> **Given problem**:
How many of the lines below contain the string "skyline"? Reply with the number alone.

*-*-*

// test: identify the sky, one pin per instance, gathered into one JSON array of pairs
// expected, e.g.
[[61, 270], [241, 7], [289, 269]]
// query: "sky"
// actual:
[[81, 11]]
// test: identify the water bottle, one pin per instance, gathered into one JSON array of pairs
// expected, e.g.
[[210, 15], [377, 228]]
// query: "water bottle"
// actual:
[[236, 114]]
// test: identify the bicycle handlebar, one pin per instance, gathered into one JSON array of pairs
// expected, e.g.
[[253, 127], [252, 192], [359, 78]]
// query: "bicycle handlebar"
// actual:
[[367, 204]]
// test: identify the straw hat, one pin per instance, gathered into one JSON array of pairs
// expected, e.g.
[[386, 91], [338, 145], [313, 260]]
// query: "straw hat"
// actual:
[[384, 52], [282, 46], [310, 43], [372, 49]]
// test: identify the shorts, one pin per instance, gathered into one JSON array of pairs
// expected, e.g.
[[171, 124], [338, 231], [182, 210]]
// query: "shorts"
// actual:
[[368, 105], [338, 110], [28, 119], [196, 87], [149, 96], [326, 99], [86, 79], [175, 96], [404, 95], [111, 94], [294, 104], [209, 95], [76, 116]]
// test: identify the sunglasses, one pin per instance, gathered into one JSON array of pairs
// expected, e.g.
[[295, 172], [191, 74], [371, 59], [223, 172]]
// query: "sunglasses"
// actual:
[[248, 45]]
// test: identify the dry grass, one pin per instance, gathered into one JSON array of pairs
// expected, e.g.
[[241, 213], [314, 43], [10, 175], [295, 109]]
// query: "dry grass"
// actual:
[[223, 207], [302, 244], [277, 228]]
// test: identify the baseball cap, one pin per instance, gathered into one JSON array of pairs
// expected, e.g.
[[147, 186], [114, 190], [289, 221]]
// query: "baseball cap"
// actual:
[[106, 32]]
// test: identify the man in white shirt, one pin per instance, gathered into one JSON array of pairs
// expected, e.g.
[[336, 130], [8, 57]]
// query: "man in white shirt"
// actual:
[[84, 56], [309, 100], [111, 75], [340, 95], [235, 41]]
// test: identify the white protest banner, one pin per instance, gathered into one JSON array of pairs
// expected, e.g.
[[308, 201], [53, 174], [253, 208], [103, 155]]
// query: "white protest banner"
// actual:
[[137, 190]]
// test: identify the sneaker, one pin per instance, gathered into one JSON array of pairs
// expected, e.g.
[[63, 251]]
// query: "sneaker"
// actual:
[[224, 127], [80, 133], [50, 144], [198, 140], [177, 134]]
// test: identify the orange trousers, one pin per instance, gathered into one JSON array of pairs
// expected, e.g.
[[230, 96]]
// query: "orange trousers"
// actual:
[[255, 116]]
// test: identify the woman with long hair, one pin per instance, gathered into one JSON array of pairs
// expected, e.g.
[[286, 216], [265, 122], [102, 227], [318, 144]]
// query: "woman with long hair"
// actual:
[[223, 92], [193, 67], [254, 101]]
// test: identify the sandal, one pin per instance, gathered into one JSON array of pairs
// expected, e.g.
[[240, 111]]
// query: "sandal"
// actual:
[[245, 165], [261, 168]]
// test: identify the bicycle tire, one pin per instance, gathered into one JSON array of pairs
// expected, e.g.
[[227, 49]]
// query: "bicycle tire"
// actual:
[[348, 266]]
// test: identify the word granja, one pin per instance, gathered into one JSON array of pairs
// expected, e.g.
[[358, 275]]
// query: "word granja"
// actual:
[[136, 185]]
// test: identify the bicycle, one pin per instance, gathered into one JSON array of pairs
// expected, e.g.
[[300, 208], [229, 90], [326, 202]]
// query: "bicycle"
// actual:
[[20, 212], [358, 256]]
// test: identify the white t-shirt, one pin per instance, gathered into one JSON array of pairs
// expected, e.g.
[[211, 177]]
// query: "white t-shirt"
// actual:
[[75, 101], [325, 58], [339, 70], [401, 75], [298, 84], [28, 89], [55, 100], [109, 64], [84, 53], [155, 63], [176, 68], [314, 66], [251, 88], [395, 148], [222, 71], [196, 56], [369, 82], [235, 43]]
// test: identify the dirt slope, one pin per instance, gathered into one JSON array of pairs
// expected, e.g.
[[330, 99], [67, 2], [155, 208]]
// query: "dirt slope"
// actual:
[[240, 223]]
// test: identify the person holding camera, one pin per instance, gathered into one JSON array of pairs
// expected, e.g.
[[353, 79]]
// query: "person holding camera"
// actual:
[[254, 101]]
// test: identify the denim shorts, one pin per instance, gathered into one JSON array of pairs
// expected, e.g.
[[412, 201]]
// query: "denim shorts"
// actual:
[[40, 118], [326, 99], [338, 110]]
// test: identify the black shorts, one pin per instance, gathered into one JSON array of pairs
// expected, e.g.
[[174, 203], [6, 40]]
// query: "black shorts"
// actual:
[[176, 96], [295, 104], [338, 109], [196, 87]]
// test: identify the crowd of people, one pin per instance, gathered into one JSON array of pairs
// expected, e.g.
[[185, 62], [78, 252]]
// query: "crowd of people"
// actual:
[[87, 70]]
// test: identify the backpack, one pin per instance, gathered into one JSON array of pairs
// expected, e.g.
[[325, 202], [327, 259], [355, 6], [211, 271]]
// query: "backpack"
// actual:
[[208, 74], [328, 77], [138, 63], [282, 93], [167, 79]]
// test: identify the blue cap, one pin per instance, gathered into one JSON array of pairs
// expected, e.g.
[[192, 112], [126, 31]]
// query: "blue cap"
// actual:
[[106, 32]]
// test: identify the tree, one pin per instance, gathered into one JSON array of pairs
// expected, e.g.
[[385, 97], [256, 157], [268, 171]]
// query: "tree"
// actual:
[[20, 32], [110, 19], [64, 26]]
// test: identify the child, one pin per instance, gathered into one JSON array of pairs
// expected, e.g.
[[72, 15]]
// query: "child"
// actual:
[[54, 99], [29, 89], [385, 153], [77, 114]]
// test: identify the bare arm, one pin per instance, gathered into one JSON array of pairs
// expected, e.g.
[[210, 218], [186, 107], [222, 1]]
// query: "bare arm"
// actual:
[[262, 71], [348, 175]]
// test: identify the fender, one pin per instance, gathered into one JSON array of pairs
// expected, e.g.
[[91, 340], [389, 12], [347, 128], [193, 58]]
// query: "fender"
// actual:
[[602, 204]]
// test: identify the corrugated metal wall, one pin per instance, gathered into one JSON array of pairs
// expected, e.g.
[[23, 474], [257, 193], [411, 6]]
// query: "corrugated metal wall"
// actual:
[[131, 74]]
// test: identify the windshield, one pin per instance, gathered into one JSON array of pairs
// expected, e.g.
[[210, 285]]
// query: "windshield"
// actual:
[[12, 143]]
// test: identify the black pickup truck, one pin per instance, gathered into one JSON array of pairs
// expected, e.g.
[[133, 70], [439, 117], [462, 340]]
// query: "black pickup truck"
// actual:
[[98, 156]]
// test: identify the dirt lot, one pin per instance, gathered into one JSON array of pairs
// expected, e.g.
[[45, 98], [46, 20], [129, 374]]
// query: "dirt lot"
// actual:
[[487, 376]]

*-*-*

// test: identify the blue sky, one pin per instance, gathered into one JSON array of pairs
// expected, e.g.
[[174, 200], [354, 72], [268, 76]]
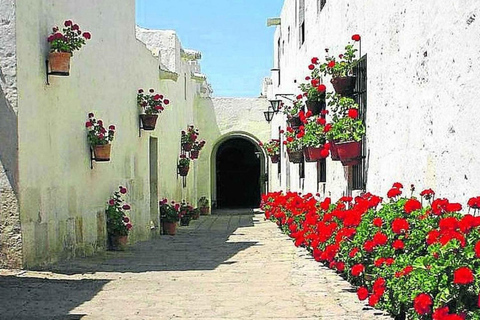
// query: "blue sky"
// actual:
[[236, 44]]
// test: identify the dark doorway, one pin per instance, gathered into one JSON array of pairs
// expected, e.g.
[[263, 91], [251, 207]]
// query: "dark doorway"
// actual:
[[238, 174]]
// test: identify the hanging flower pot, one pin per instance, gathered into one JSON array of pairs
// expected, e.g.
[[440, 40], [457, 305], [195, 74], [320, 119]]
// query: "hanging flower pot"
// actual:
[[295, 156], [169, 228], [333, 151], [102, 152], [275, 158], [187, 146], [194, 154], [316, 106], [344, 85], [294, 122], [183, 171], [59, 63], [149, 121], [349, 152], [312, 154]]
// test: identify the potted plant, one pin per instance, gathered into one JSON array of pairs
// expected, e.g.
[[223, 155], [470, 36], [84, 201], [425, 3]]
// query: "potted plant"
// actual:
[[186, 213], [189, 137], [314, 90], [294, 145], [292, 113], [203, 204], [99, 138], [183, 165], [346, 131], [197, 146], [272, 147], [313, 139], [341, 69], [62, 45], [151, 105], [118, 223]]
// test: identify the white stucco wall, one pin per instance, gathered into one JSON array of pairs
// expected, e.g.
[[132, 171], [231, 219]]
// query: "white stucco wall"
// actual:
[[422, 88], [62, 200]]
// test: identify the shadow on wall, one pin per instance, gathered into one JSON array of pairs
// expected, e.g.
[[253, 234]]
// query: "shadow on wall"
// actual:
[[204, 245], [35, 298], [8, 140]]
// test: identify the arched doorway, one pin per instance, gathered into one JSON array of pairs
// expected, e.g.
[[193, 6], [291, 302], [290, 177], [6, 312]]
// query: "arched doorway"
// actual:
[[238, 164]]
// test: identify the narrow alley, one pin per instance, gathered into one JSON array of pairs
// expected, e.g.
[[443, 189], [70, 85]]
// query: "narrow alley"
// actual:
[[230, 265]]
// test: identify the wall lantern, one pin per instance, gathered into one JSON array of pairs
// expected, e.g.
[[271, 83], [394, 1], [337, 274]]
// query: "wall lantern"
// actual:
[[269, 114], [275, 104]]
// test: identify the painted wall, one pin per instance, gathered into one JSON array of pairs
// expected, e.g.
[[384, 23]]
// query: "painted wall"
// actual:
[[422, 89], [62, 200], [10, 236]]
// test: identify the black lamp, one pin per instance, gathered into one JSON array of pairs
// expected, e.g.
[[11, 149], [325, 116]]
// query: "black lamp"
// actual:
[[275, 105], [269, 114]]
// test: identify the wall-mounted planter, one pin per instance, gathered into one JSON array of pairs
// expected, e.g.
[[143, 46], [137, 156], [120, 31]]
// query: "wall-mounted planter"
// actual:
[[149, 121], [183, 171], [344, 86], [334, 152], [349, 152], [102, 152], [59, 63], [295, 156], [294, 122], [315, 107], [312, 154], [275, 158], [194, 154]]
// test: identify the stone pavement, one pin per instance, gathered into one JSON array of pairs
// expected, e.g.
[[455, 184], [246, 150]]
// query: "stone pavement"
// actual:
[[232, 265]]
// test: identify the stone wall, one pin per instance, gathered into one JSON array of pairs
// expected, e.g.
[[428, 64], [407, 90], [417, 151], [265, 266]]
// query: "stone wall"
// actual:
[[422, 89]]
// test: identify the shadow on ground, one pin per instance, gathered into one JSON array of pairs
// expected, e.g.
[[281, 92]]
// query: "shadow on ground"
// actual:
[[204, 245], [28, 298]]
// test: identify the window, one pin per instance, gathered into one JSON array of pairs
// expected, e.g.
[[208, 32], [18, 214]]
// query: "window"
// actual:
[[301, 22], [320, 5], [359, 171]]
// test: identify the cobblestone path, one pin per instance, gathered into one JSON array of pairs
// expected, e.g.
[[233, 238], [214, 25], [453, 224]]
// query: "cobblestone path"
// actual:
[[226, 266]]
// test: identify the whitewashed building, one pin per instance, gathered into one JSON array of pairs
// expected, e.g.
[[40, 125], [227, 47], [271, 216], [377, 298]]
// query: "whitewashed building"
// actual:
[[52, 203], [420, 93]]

*-*-*

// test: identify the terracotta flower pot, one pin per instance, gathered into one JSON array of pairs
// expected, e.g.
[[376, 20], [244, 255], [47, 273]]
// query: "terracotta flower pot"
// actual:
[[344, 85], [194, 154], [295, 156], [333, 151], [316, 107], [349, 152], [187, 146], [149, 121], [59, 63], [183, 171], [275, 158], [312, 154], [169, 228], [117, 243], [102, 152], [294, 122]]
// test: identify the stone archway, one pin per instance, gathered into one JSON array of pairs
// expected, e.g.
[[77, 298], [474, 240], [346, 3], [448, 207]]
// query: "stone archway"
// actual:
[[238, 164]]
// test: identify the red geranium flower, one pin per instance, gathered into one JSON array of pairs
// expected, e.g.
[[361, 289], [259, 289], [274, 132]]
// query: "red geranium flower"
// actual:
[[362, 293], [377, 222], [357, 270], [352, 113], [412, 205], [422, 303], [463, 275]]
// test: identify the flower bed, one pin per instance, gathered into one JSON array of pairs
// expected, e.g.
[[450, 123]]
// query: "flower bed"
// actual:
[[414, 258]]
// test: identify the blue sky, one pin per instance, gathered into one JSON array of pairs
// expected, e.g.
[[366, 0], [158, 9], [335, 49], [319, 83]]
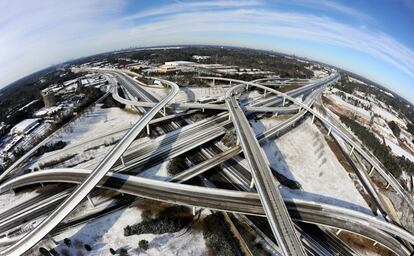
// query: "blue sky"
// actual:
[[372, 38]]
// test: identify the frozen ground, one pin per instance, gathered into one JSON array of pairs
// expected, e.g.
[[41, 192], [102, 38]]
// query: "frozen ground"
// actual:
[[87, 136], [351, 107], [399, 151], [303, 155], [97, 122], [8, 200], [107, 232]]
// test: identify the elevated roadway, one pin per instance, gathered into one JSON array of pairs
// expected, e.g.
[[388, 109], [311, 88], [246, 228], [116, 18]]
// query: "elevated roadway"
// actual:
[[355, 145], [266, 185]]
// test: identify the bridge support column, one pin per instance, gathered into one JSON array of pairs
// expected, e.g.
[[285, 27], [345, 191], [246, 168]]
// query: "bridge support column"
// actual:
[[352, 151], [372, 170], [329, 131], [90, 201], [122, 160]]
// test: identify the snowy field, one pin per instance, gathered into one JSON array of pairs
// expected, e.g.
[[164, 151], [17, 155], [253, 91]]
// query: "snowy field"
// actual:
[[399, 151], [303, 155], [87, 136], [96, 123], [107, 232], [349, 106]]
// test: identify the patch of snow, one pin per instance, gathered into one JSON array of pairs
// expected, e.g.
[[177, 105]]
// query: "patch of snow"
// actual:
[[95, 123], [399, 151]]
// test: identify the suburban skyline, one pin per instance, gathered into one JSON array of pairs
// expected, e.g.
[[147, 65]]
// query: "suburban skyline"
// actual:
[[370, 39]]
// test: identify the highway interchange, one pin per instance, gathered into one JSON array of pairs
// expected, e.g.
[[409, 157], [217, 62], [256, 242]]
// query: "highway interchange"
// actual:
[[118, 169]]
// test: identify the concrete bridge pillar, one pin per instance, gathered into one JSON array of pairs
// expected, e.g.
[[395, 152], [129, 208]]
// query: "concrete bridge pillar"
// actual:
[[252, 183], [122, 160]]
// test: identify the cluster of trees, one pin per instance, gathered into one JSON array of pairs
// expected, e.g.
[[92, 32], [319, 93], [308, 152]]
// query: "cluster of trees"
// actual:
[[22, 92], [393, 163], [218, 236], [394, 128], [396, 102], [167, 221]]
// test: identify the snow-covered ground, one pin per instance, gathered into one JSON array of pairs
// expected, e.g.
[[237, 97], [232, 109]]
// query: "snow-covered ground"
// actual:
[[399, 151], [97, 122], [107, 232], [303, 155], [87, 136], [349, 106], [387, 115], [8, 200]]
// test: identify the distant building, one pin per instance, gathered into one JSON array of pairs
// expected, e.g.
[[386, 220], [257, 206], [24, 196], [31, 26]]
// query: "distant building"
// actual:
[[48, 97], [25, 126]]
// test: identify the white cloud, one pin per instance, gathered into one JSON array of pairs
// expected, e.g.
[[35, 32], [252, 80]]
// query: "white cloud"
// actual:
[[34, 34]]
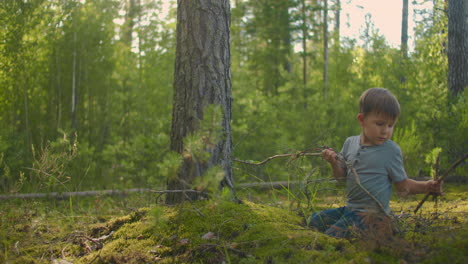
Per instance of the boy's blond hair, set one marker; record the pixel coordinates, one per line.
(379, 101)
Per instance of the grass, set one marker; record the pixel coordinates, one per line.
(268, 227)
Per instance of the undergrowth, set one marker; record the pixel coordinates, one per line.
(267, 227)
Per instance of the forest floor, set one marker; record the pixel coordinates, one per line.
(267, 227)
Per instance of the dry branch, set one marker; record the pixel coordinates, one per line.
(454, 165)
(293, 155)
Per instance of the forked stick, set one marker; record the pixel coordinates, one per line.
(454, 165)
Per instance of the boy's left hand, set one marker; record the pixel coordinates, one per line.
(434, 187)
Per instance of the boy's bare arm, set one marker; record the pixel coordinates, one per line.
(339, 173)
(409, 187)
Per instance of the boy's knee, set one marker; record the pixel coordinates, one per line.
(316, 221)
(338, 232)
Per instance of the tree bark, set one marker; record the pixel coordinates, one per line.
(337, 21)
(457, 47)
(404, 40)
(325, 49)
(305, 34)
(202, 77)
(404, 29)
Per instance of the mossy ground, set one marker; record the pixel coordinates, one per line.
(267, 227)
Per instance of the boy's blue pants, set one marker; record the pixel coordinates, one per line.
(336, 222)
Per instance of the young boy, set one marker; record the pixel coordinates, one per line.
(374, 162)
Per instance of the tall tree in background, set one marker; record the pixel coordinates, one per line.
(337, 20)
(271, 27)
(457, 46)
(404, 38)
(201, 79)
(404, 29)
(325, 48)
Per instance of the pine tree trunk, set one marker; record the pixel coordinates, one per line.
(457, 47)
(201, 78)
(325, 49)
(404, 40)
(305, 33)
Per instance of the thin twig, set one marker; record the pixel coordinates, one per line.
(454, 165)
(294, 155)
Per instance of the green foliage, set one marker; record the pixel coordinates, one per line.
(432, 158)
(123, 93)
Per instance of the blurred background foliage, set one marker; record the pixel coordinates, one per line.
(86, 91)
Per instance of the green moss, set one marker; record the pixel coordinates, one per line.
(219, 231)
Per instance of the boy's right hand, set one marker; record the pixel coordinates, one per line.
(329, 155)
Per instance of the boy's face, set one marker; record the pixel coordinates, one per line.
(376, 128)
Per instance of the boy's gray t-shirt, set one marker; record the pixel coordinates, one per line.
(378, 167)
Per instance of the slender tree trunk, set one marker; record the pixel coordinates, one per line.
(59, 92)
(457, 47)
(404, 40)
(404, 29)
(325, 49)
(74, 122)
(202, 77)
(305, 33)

*-*-*

> **Full output**:
2